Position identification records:
★ ★ ★ ★ ★ ★ ★

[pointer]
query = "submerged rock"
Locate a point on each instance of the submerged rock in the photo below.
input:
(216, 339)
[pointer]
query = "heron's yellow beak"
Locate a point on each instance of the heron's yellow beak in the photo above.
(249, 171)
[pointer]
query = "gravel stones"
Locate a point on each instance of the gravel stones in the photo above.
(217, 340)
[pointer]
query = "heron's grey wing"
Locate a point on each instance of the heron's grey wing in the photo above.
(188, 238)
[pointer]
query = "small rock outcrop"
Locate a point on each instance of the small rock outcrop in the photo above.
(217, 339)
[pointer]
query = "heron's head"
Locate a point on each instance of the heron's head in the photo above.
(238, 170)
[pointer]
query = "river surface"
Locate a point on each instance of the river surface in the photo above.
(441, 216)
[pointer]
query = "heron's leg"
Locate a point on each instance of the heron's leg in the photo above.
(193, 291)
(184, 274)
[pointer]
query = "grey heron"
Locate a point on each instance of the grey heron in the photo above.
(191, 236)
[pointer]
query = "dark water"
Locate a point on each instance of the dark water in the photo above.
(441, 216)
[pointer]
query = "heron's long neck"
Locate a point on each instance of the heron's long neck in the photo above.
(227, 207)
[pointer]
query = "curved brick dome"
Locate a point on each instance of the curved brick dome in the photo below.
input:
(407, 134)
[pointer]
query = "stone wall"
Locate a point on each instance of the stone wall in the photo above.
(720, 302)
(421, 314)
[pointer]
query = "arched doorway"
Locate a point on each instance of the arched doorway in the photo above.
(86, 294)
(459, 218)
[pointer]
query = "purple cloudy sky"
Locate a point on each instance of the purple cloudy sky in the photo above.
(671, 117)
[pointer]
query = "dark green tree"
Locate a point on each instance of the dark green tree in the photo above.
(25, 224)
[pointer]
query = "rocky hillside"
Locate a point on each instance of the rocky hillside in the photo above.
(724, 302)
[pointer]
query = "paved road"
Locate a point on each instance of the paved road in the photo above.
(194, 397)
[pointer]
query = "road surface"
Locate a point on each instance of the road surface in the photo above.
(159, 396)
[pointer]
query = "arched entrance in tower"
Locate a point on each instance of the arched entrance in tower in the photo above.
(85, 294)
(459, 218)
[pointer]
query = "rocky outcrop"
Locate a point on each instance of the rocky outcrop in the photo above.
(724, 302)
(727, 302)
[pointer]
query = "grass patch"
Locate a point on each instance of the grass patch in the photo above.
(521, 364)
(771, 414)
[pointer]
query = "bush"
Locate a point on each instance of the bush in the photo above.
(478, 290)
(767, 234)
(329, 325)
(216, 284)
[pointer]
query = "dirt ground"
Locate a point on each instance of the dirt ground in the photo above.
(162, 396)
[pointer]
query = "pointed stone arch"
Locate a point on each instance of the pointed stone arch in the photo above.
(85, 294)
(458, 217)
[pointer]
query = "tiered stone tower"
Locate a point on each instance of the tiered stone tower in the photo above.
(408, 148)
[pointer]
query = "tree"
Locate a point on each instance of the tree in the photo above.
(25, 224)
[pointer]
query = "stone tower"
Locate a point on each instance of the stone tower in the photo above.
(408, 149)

★ ★ ★ ★ ★ ★ ★

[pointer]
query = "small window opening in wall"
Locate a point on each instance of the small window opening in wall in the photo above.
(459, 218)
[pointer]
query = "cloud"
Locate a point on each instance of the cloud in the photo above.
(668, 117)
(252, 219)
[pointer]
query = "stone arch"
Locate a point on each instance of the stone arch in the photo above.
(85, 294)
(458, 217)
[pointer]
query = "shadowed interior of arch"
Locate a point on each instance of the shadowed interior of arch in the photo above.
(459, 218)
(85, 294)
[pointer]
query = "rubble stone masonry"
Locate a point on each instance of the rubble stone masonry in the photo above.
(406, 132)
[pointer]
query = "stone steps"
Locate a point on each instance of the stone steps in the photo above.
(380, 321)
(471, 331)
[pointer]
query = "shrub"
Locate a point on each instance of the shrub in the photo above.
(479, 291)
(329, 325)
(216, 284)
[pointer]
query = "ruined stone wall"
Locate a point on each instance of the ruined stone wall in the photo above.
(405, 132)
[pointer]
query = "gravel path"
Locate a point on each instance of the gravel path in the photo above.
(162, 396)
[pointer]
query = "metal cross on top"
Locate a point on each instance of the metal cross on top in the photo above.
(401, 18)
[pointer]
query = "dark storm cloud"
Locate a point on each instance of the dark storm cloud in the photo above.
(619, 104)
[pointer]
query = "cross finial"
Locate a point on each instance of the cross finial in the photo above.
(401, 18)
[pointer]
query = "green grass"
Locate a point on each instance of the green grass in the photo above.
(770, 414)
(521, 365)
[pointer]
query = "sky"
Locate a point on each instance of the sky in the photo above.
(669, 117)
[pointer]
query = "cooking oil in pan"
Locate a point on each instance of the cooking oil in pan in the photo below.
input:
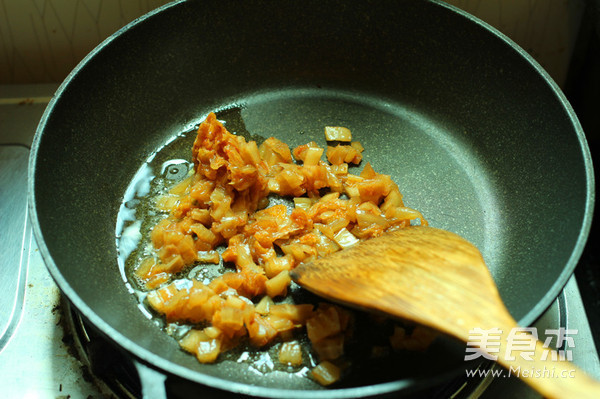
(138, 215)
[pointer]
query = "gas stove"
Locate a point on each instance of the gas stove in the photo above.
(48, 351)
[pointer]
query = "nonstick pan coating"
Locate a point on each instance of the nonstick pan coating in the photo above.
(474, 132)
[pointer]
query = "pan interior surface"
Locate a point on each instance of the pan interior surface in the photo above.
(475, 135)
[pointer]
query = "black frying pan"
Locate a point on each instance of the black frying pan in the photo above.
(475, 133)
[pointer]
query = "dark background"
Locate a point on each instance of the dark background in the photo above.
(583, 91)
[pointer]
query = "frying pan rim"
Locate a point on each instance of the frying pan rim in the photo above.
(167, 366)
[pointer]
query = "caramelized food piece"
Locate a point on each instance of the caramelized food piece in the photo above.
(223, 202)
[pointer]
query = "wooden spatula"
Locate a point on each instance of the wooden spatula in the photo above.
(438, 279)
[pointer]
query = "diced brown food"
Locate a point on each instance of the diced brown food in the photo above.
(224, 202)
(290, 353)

★ ★ ★ ★ ★ ★ ★

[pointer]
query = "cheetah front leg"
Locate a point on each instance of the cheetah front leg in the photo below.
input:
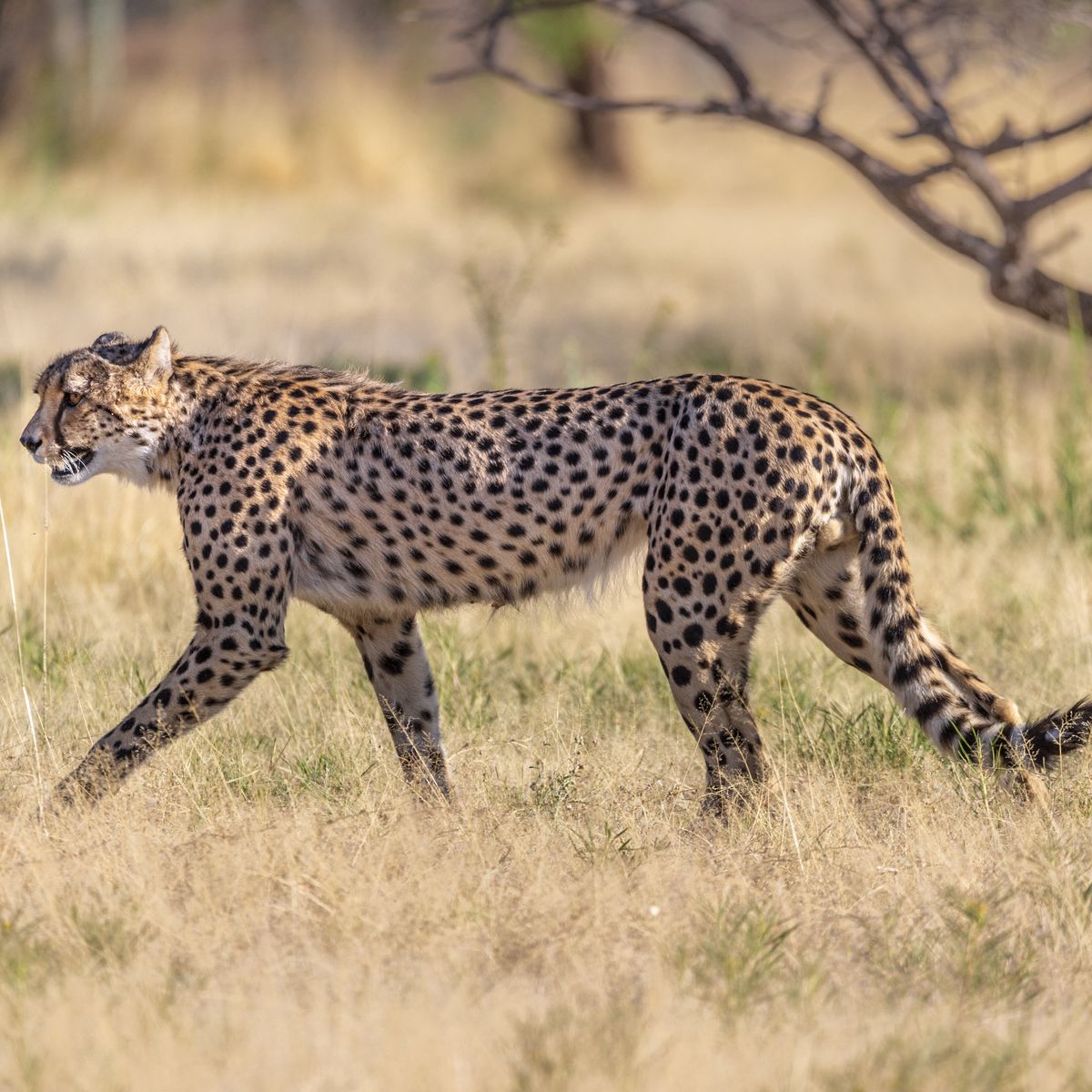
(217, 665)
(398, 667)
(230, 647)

★ ★ ★ ★ ★ ★ ★

EXERCISE BRIEF:
How many lines in the records above contain the string "pointed", matching case exactly? Give only the number.

ANSWER FOR THIS EXERCISE:
2